THE TASK. Copy out the material below word for word, from the line containing "[point] every instance of the tree" down to the very end.
— START TASK MATERIAL —
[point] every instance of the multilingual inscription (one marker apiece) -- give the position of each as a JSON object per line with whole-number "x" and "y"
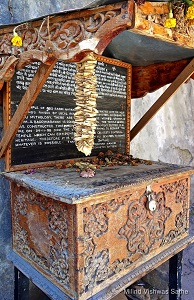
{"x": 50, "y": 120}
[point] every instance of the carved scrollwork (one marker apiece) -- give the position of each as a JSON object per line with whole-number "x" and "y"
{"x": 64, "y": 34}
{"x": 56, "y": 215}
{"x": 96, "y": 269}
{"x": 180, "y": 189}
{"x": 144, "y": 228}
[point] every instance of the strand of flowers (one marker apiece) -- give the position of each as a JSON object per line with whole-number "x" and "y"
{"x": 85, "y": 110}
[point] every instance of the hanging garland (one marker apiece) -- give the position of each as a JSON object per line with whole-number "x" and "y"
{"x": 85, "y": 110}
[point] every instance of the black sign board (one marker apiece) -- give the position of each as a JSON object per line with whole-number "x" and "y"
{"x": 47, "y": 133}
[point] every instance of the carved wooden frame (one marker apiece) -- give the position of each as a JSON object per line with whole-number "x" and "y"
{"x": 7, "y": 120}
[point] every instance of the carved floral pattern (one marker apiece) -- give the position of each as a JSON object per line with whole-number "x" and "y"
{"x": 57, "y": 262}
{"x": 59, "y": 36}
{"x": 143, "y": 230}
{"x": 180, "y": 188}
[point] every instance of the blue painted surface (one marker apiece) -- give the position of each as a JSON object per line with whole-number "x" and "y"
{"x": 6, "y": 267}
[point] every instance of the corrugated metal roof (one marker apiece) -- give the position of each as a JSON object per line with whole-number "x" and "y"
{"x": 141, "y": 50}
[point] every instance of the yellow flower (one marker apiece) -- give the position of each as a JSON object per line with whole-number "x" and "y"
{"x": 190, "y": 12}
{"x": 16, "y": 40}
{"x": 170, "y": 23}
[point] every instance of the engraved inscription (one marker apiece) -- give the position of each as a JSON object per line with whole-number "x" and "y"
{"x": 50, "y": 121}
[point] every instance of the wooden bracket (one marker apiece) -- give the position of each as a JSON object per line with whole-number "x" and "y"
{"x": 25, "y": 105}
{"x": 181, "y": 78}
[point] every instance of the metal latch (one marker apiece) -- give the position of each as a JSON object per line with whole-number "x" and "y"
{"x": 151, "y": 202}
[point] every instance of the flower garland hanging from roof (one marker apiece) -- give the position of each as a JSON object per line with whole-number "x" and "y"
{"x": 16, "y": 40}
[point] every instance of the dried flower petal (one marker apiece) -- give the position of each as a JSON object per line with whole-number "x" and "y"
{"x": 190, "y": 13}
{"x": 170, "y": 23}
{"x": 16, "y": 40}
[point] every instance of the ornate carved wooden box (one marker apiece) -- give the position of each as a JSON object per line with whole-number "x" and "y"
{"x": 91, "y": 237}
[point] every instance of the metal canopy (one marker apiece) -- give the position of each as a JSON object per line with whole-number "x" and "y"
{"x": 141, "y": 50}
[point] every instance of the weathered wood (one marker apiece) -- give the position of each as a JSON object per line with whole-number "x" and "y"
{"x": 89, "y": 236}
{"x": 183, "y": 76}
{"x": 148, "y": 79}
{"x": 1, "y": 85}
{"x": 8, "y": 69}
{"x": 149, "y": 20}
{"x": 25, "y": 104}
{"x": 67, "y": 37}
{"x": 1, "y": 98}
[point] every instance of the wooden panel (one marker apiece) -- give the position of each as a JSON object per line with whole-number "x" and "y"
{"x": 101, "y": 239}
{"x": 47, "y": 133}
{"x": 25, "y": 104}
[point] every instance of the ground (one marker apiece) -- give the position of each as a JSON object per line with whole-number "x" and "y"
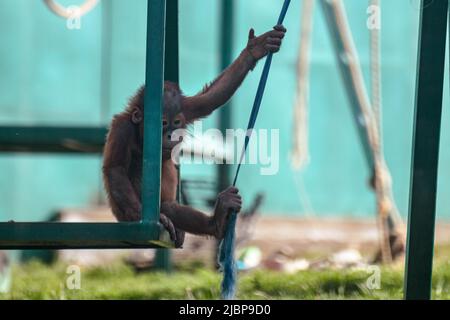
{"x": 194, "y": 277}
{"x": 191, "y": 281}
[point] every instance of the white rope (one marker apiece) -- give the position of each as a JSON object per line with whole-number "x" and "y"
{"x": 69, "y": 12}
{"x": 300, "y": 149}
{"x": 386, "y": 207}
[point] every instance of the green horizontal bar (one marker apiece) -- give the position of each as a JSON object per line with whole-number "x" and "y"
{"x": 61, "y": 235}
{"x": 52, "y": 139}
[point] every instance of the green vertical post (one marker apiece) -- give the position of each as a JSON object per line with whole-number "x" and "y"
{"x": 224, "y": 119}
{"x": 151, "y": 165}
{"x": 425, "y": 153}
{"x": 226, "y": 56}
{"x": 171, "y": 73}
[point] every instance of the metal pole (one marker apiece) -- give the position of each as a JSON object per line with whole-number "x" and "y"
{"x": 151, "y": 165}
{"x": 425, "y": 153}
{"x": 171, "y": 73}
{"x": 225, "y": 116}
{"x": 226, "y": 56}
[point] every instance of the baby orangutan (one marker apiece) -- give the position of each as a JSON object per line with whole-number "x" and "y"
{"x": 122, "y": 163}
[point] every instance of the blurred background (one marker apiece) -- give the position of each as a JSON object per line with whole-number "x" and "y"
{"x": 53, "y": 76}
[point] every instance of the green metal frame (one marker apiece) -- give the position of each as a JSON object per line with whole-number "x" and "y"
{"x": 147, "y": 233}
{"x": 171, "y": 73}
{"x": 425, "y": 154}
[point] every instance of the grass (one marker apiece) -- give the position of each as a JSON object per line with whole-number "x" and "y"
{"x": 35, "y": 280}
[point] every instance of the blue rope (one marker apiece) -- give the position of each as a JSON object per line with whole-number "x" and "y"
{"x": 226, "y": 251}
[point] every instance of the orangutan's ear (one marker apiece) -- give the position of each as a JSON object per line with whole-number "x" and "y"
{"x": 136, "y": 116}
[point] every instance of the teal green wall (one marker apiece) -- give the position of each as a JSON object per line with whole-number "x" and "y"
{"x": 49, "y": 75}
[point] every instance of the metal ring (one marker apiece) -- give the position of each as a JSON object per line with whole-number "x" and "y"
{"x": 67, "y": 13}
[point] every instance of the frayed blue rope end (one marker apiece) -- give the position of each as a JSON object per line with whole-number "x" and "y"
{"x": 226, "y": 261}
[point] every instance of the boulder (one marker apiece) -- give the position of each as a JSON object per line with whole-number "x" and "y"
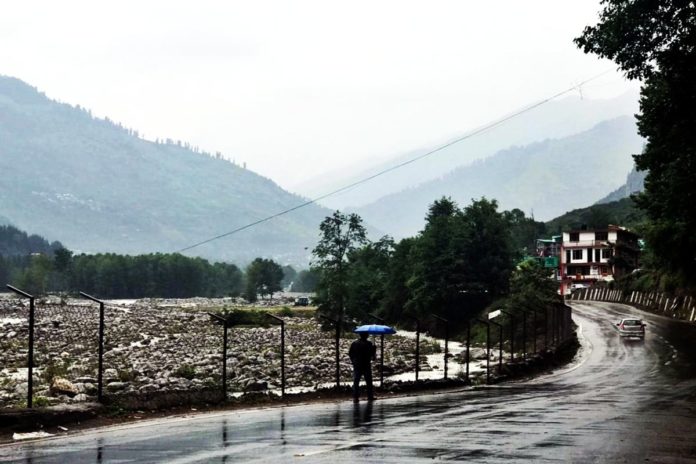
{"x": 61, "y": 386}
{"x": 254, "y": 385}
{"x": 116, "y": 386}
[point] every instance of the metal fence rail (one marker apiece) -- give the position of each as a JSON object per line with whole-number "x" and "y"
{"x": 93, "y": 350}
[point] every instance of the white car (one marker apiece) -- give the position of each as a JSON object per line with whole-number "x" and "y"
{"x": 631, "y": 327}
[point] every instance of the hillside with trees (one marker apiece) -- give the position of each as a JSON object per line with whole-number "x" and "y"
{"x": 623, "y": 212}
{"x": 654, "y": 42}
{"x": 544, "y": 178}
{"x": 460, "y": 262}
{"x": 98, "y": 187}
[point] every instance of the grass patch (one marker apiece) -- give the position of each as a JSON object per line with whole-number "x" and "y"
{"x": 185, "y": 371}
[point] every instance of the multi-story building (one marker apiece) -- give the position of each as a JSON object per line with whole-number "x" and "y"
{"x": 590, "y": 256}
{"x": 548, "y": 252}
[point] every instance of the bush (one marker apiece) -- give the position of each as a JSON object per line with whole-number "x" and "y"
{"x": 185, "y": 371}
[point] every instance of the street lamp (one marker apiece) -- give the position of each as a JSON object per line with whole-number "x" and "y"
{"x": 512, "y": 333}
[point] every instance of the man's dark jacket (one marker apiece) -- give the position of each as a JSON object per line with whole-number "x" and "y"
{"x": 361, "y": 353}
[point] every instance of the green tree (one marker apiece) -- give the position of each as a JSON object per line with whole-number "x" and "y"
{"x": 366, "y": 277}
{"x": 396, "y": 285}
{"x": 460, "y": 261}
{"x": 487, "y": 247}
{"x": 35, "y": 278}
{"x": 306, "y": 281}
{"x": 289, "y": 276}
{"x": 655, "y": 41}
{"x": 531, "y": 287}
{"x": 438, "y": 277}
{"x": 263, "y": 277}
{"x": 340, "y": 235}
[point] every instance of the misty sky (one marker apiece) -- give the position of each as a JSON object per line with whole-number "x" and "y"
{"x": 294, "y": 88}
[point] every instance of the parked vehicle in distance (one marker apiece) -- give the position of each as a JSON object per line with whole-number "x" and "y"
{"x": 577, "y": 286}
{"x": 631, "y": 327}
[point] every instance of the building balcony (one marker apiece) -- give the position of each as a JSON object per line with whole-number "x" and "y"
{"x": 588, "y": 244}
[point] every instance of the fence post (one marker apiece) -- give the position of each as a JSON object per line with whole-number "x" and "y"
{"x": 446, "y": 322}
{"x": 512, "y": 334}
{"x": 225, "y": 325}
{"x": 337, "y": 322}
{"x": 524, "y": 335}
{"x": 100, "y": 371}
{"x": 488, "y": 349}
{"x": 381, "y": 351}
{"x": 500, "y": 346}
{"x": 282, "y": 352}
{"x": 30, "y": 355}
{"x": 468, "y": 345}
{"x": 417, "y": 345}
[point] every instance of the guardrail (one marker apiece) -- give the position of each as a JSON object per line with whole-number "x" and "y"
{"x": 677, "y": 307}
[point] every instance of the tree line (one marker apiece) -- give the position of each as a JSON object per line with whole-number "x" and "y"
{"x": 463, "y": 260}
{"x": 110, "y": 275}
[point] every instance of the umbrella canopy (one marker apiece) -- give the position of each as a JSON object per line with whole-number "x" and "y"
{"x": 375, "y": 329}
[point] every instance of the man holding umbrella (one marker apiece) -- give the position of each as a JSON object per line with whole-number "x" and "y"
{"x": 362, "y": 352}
— END TASK MATERIAL —
WORKED SOLUTION.
[point] every instance of the tree line (one marker apiece) -- give the position of each as a JSON object per line with whole-number "x" and "y"
{"x": 463, "y": 260}
{"x": 110, "y": 275}
[point] every instance of the umbrella canopy (one marker apiece) -- give the position of each as a JSON object per line with whole-number "x" and "y"
{"x": 375, "y": 329}
[point] every instance of the man holding umbrella (one marker apiece) -- give the position of each as a JSON object per line with whole-number "x" and "y"
{"x": 362, "y": 352}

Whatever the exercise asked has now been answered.